[Annotation records]
────────────────
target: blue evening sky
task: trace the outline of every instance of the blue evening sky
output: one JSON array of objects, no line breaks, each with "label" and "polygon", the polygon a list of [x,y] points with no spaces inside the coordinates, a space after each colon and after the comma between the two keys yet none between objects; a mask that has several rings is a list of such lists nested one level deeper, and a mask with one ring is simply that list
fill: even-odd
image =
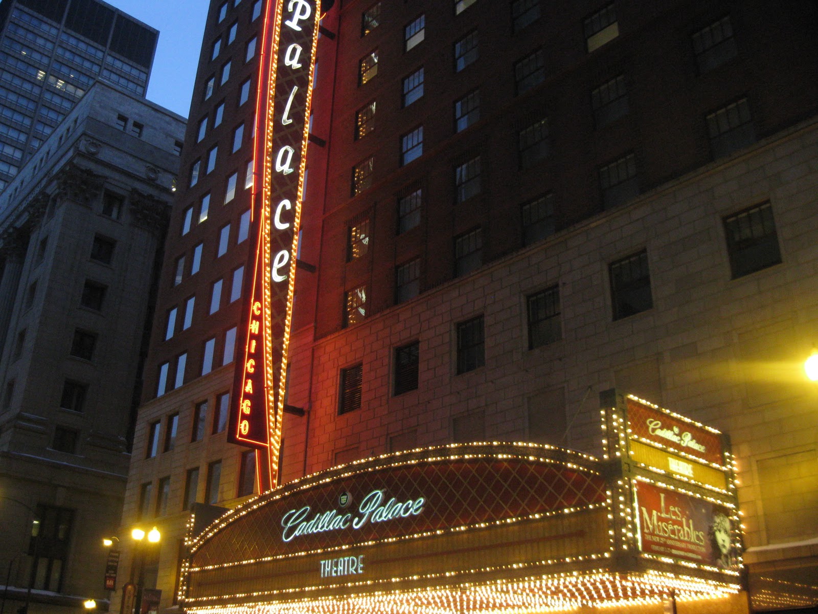
[{"label": "blue evening sky", "polygon": [[159,30],[146,97],[187,117],[209,0],[106,1]]}]

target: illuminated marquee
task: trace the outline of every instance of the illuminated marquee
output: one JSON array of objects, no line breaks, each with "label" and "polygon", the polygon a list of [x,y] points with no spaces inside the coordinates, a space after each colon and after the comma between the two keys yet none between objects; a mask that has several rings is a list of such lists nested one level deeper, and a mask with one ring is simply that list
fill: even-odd
[{"label": "illuminated marquee", "polygon": [[[267,3],[258,72],[245,309],[228,440],[262,450],[259,490],[277,482],[295,254],[317,41],[318,2]],[[266,451],[266,454],[263,453]],[[265,458],[266,457],[266,458]]]}]

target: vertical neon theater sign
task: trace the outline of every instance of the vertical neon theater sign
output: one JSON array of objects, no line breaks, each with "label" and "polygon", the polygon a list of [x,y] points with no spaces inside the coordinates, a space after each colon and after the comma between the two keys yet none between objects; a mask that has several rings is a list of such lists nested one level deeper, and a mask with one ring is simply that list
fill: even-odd
[{"label": "vertical neon theater sign", "polygon": [[250,274],[245,280],[227,440],[257,449],[259,492],[278,482],[317,0],[266,2],[256,102]]}]

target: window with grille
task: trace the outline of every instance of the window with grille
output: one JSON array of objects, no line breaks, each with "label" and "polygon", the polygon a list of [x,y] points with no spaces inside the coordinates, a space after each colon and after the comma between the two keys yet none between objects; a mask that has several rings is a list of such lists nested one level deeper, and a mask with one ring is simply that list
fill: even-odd
[{"label": "window with grille", "polygon": [[461,132],[480,119],[480,93],[470,92],[455,101],[455,132]]},{"label": "window with grille", "polygon": [[560,287],[552,286],[527,299],[528,349],[562,338],[560,326]]},{"label": "window with grille", "polygon": [[483,316],[457,325],[457,374],[474,371],[485,363]]},{"label": "window with grille", "polygon": [[403,79],[403,106],[408,106],[423,96],[423,66]]},{"label": "window with grille", "polygon": [[691,38],[701,74],[721,66],[739,54],[729,15],[694,33]]},{"label": "window with grille", "polygon": [[344,296],[344,327],[362,322],[366,317],[366,287],[353,288]]},{"label": "window with grille", "polygon": [[619,74],[591,92],[594,121],[597,128],[606,126],[628,113],[625,75]]},{"label": "window with grille", "polygon": [[756,142],[756,131],[747,98],[723,106],[707,116],[713,159],[730,156]]},{"label": "window with grille", "polygon": [[520,208],[523,219],[523,244],[531,245],[554,234],[554,195],[546,194],[524,203]]},{"label": "window with grille", "polygon": [[472,30],[455,43],[455,72],[459,73],[477,61],[477,30]]},{"label": "window with grille", "polygon": [[417,341],[395,349],[394,385],[395,396],[409,391],[417,390],[418,348]]},{"label": "window with grille", "polygon": [[358,62],[358,84],[363,85],[378,74],[378,50],[370,52]]},{"label": "window with grille", "polygon": [[623,156],[610,164],[600,167],[600,186],[602,188],[602,206],[610,209],[622,205],[639,195],[636,176],[636,157]]},{"label": "window with grille", "polygon": [[733,279],[781,262],[775,220],[769,202],[724,219]]},{"label": "window with grille", "polygon": [[461,203],[480,193],[480,156],[455,167],[455,200]]},{"label": "window with grille", "polygon": [[619,24],[616,20],[614,2],[587,18],[582,24],[585,43],[588,53],[596,51],[606,43],[619,35]]},{"label": "window with grille", "polygon": [[341,369],[340,393],[338,413],[346,413],[361,407],[361,391],[363,385],[363,363]]},{"label": "window with grille", "polygon": [[402,303],[420,293],[420,259],[395,269],[395,302]]},{"label": "window with grille", "polygon": [[646,251],[612,262],[609,273],[614,320],[639,314],[654,306]]},{"label": "window with grille", "polygon": [[518,146],[521,169],[530,169],[546,157],[551,149],[548,140],[548,120],[539,120],[520,130],[518,135]]},{"label": "window with grille", "polygon": [[365,137],[375,129],[375,101],[355,112],[355,138]]}]

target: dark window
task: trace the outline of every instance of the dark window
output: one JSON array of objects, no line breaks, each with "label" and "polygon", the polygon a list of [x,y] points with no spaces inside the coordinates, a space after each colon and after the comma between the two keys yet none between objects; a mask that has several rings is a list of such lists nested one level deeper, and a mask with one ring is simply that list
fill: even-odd
[{"label": "dark window", "polygon": [[420,259],[401,264],[395,269],[395,302],[402,303],[420,292]]},{"label": "dark window", "polygon": [[455,237],[455,277],[483,265],[483,229],[474,228]]},{"label": "dark window", "polygon": [[747,98],[727,105],[707,116],[713,159],[730,156],[756,142],[756,131]]},{"label": "dark window", "polygon": [[725,218],[724,229],[734,279],[781,262],[769,202]]},{"label": "dark window", "polygon": [[[357,324],[366,317],[366,287],[357,288],[344,293],[344,327]],[[287,372],[290,372],[289,371]]]},{"label": "dark window", "polygon": [[361,407],[361,390],[363,385],[363,363],[341,369],[340,394],[338,413],[346,413]]},{"label": "dark window", "polygon": [[116,242],[113,239],[97,235],[91,246],[91,260],[101,262],[104,264],[110,264],[110,260],[114,257],[115,246],[116,246]]},{"label": "dark window", "polygon": [[721,66],[739,53],[729,15],[694,33],[692,38],[699,72],[702,74]]},{"label": "dark window", "polygon": [[480,93],[470,92],[455,101],[455,132],[461,132],[480,119]]},{"label": "dark window", "polygon": [[614,2],[586,19],[582,26],[588,53],[614,40],[619,35],[619,25],[616,20]]},{"label": "dark window", "polygon": [[592,90],[591,104],[594,107],[594,121],[597,128],[606,126],[627,115],[628,103],[625,75],[614,77]]},{"label": "dark window", "polygon": [[74,332],[74,340],[71,341],[71,355],[91,360],[94,355],[96,344],[97,336],[94,333],[78,328]]},{"label": "dark window", "polygon": [[375,2],[361,14],[361,36],[366,36],[380,23],[380,2]]},{"label": "dark window", "polygon": [[546,194],[521,207],[523,244],[531,245],[554,234],[554,195]]},{"label": "dark window", "polygon": [[552,286],[528,298],[528,349],[562,338],[560,326],[560,287]]},{"label": "dark window", "polygon": [[457,374],[474,371],[485,363],[483,316],[457,325]]},{"label": "dark window", "polygon": [[236,497],[245,497],[252,494],[255,490],[255,450],[247,450],[241,453],[241,462],[239,466],[239,489]]},{"label": "dark window", "polygon": [[394,395],[417,390],[419,343],[415,341],[395,350]]},{"label": "dark window", "polygon": [[636,157],[632,153],[600,167],[602,207],[610,209],[639,196]]},{"label": "dark window", "polygon": [[455,72],[459,73],[477,61],[477,30],[472,30],[455,43]]},{"label": "dark window", "polygon": [[73,428],[56,427],[54,429],[54,440],[52,449],[57,452],[67,452],[70,454],[77,454],[77,437],[79,433]]},{"label": "dark window", "polygon": [[107,290],[107,287],[101,283],[86,279],[85,285],[83,287],[83,296],[79,300],[79,304],[83,307],[88,307],[89,309],[101,311],[106,290]]},{"label": "dark window", "polygon": [[60,407],[63,409],[70,409],[72,412],[83,411],[88,391],[88,384],[65,380],[62,385],[62,395],[60,396]]},{"label": "dark window", "polygon": [[654,306],[650,296],[650,272],[648,252],[640,251],[616,262],[609,267],[611,303],[614,319],[649,309]]}]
────────────────
Problem requirements:
Rewrite all of the rows above, changing "trace the outline" to "draw the boundary" wherever it occurs and keeping every other line the same. Leave the pictures out.

Solution to this task:
target: blue evening sky
task: draw the boundary of every instance of the blue evening sky
output: one JSON array of objects, no line breaks, each with "label" and "polygon", the polygon a list of [x,y] points with no spaces inside the coordinates, a space after each colon and after the comma between the two keys yet none between objects; a mask that has several rings is a list of such lists nested one level deeper, and a mask with one ring is simply that list
fill: even-odd
image =
[{"label": "blue evening sky", "polygon": [[159,30],[146,97],[187,117],[209,0],[106,1]]}]

target: illuminated marquee
task: draw the boundary of every instance of the illuminated marquee
output: one JSON array of objects, no line breaks, each with "label" and "polygon", the polygon a list of [x,y] points with no spaces inside the coordinates, a space after each colon and after the comma between the two keys yet none between objects; a mask that has several rings is a list of such lists nested one level deeper, and a mask with one ring is simply that list
fill: even-odd
[{"label": "illuminated marquee", "polygon": [[[267,3],[258,72],[245,309],[228,440],[262,450],[259,490],[277,482],[295,254],[317,41],[318,2]],[[266,451],[266,454],[263,453]],[[265,458],[266,457],[266,458]]]}]

target: vertical neon theater sign
task: draw the boundary of every instance of the vertical neon theater sign
output: one JSON array of objects, no line breaks, each with "label" and "polygon", the polygon a list of [x,y] points with no spaces inside the coordinates, a space after each colon and after the comma between the two keys yet none between objects; a mask that has several rings is a list of such lists nested one level deeper, and a mask with one ring is simply that list
fill: even-odd
[{"label": "vertical neon theater sign", "polygon": [[250,274],[245,280],[227,440],[257,449],[259,492],[278,482],[317,0],[266,2],[256,102]]}]

target: window with grille
task: draw the boundary of every instance of the window with grille
output: one JSON array of objects, no line breaks, each with "label" and "polygon", the polygon a list of [x,y] points with no spaces inside the coordinates, a space after each colon and after the comma between the two keys yet none between objects; a mask that has several rings is a list of such lists nested one level deeper, and a mask with one ring is simply that list
fill: even-odd
[{"label": "window with grille", "polygon": [[461,132],[480,119],[480,93],[470,92],[455,101],[455,132]]},{"label": "window with grille", "polygon": [[560,287],[552,286],[527,299],[528,349],[562,338],[560,326]]},{"label": "window with grille", "polygon": [[483,316],[457,325],[457,374],[474,371],[485,363]]},{"label": "window with grille", "polygon": [[403,79],[403,106],[408,106],[423,96],[423,66]]},{"label": "window with grille", "polygon": [[691,38],[701,74],[721,66],[739,54],[729,15],[694,33]]},{"label": "window with grille", "polygon": [[344,296],[344,327],[362,322],[366,317],[366,287],[353,288]]},{"label": "window with grille", "polygon": [[619,74],[591,92],[594,121],[597,128],[606,126],[628,113],[625,75]]},{"label": "window with grille", "polygon": [[756,142],[756,131],[747,98],[723,106],[707,116],[713,159],[730,156]]},{"label": "window with grille", "polygon": [[520,208],[523,219],[523,244],[531,245],[554,234],[554,195],[546,194],[524,203]]},{"label": "window with grille", "polygon": [[472,30],[455,43],[455,72],[459,73],[477,61],[477,30]]},{"label": "window with grille", "polygon": [[417,341],[395,349],[394,385],[395,396],[409,391],[417,390],[418,348]]},{"label": "window with grille", "polygon": [[358,62],[358,84],[363,85],[378,74],[378,50],[370,52]]},{"label": "window with grille", "polygon": [[623,156],[610,164],[600,167],[600,186],[602,188],[602,206],[610,209],[622,205],[639,195],[636,176],[636,157]]},{"label": "window with grille", "polygon": [[733,279],[781,262],[775,220],[769,202],[724,219]]},{"label": "window with grille", "polygon": [[461,203],[480,193],[480,156],[455,167],[455,200]]},{"label": "window with grille", "polygon": [[619,24],[616,20],[614,2],[587,18],[582,24],[585,43],[588,53],[596,51],[606,43],[619,35]]},{"label": "window with grille", "polygon": [[341,369],[340,393],[338,413],[346,413],[361,407],[361,391],[363,385],[363,363]]},{"label": "window with grille", "polygon": [[402,303],[420,293],[420,259],[395,269],[395,302]]},{"label": "window with grille", "polygon": [[646,251],[612,262],[609,273],[614,320],[639,314],[654,306]]},{"label": "window with grille", "polygon": [[518,146],[521,169],[530,169],[546,157],[551,149],[548,140],[548,120],[539,120],[520,130],[518,135]]},{"label": "window with grille", "polygon": [[365,137],[375,129],[375,101],[355,112],[355,138]]}]

target: dark window
task: draw the boundary of every instance of the dark window
output: one JSON array of objects, no line breaks, each with "label" and "polygon", the polygon a list of [x,y] points with no spaces inside the coordinates, a space after each colon and after the comma between the two keys yet none between objects; a mask that has several rings is a list of such lists nested one level deeper, and a mask with one ring is simply that list
fill: even-odd
[{"label": "dark window", "polygon": [[420,259],[401,264],[395,269],[395,302],[402,303],[420,292]]},{"label": "dark window", "polygon": [[455,237],[455,277],[483,265],[483,229],[474,228]]},{"label": "dark window", "polygon": [[747,98],[727,105],[707,116],[713,159],[730,156],[756,142],[756,131]]},{"label": "dark window", "polygon": [[725,218],[724,229],[734,279],[781,262],[769,202]]},{"label": "dark window", "polygon": [[[357,324],[366,317],[366,287],[357,288],[344,293],[344,327]],[[287,372],[290,372],[289,371]]]},{"label": "dark window", "polygon": [[361,407],[361,390],[363,385],[363,363],[341,369],[340,394],[338,413],[346,413]]},{"label": "dark window", "polygon": [[116,242],[113,239],[97,235],[91,246],[91,260],[101,262],[104,264],[110,264],[110,260],[114,257],[115,246],[116,246]]},{"label": "dark window", "polygon": [[721,66],[739,53],[729,15],[694,33],[692,38],[699,72],[702,74]]},{"label": "dark window", "polygon": [[480,93],[470,92],[455,101],[455,132],[461,132],[480,119]]},{"label": "dark window", "polygon": [[614,2],[586,19],[582,26],[588,53],[614,40],[619,35],[619,25],[616,20]]},{"label": "dark window", "polygon": [[592,90],[591,104],[594,107],[594,121],[597,128],[606,126],[627,115],[628,103],[625,75],[614,77]]},{"label": "dark window", "polygon": [[74,332],[74,340],[71,341],[71,355],[91,360],[94,355],[96,344],[97,336],[94,333],[78,328]]},{"label": "dark window", "polygon": [[375,2],[361,14],[361,36],[366,36],[380,23],[380,2]]},{"label": "dark window", "polygon": [[546,194],[521,207],[523,244],[531,245],[554,234],[554,195]]},{"label": "dark window", "polygon": [[552,286],[528,298],[528,349],[562,338],[560,326],[560,287]]},{"label": "dark window", "polygon": [[457,374],[474,371],[485,363],[483,316],[457,325]]},{"label": "dark window", "polygon": [[236,497],[245,497],[252,494],[255,490],[255,450],[247,450],[241,453],[241,462],[239,466],[239,489]]},{"label": "dark window", "polygon": [[394,395],[417,390],[419,343],[415,341],[395,350]]},{"label": "dark window", "polygon": [[636,157],[632,153],[600,167],[602,207],[610,209],[639,196]]},{"label": "dark window", "polygon": [[455,72],[459,73],[477,61],[477,30],[472,30],[455,43]]},{"label": "dark window", "polygon": [[73,428],[56,427],[54,429],[54,440],[52,449],[57,452],[67,452],[70,454],[77,454],[77,437],[79,433]]},{"label": "dark window", "polygon": [[107,290],[107,287],[101,283],[86,279],[85,285],[83,287],[83,296],[79,300],[79,304],[83,307],[88,307],[89,309],[101,311],[106,290]]},{"label": "dark window", "polygon": [[60,407],[63,409],[70,409],[72,412],[83,411],[88,391],[88,384],[65,380],[62,385],[62,395],[60,396]]},{"label": "dark window", "polygon": [[654,306],[650,296],[650,272],[648,252],[640,251],[616,262],[609,267],[611,303],[614,319],[649,309]]}]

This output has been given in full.